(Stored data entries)
--------------------------------------------------

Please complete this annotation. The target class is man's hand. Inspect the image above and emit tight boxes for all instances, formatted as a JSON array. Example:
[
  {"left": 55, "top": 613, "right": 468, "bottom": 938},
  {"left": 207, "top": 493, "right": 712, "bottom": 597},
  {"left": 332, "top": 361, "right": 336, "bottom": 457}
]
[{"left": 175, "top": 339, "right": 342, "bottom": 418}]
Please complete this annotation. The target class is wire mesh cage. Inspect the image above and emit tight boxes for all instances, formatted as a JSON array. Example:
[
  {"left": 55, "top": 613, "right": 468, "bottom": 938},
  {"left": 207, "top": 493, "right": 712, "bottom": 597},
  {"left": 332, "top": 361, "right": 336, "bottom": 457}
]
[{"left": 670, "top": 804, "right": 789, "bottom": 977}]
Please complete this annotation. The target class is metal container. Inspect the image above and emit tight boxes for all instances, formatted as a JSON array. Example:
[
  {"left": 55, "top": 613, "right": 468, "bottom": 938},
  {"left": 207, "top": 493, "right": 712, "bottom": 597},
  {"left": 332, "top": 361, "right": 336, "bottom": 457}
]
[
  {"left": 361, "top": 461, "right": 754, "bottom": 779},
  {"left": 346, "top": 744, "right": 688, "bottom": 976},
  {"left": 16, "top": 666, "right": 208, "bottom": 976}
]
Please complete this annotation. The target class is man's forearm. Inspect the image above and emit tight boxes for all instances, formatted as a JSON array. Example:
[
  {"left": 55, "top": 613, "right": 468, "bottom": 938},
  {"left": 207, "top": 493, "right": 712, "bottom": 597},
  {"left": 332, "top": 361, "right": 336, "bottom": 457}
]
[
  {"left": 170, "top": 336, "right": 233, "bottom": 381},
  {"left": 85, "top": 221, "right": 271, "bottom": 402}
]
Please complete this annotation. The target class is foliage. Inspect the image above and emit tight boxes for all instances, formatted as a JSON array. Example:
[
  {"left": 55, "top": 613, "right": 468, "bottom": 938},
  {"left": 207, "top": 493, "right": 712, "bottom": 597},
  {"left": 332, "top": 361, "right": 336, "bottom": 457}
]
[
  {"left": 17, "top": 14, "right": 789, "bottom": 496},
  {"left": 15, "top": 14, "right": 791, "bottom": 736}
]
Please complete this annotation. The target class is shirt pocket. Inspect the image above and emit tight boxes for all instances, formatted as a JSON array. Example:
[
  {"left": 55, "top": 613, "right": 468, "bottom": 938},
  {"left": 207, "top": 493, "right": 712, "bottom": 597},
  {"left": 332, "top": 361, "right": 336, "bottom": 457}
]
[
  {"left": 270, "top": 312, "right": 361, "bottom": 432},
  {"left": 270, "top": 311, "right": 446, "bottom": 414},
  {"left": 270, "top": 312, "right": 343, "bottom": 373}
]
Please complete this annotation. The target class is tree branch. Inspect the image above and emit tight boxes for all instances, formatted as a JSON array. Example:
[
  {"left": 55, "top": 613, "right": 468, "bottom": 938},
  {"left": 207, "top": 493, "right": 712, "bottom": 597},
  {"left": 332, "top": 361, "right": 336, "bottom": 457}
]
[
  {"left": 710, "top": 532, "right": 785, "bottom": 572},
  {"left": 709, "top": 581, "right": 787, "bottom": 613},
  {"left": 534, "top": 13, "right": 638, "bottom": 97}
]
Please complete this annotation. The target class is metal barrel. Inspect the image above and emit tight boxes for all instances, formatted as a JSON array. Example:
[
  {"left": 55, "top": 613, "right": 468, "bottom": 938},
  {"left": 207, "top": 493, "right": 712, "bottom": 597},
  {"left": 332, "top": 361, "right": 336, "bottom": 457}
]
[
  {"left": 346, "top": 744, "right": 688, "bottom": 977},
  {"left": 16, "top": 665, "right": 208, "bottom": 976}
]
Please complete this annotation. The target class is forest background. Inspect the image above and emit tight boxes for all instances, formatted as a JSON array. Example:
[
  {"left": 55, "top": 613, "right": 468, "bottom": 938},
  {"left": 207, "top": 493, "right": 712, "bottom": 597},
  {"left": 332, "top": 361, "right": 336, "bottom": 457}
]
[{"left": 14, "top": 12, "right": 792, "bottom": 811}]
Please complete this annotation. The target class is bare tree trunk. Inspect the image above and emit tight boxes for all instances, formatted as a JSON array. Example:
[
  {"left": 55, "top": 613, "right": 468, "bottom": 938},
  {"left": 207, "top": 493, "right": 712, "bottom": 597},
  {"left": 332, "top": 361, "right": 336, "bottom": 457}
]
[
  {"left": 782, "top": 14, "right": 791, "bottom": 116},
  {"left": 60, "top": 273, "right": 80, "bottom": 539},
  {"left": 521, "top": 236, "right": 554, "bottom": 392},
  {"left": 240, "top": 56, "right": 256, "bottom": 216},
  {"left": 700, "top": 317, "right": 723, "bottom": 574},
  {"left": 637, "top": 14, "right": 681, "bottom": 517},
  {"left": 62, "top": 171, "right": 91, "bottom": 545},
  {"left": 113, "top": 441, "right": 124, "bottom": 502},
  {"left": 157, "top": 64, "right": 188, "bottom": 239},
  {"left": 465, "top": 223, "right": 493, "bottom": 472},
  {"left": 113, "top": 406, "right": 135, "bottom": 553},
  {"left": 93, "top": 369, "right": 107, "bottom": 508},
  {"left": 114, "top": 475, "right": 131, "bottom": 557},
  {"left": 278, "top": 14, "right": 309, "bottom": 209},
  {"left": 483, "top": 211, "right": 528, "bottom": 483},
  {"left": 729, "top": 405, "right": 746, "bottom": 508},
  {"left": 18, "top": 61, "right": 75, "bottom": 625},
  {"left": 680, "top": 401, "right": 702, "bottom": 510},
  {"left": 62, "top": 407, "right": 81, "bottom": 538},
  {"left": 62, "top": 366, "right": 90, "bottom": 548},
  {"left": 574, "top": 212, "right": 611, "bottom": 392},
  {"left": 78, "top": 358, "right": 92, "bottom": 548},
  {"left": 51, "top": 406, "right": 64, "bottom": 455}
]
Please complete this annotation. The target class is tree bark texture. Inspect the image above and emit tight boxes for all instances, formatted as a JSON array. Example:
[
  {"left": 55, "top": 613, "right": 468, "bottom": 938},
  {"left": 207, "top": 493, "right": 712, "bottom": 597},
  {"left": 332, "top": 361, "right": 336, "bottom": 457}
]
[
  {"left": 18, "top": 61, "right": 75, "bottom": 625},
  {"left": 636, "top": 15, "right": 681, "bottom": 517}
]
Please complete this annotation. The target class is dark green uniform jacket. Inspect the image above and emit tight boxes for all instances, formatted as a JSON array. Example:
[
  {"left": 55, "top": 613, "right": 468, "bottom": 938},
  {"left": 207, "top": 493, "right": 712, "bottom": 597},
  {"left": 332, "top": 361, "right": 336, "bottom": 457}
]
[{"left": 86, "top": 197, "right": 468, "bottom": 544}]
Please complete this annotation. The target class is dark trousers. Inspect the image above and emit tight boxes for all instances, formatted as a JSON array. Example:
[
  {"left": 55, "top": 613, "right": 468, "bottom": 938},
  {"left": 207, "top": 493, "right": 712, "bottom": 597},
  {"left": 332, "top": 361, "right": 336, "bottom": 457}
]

--------------------------------------------------

Return, from the entries, each line that holds "dark".

• SOLUTION TO THIS EXERCISE:
Please complete this annotation. The target class is dark green uniform jacket. Inspect the image above and emit tight boxes for all instances, formatted as a JSON array. Example:
Please complete this annotation. The target class is dark trousers. Inspect the image above and emit tight boxes for all instances, formatted as a JSON array. Example:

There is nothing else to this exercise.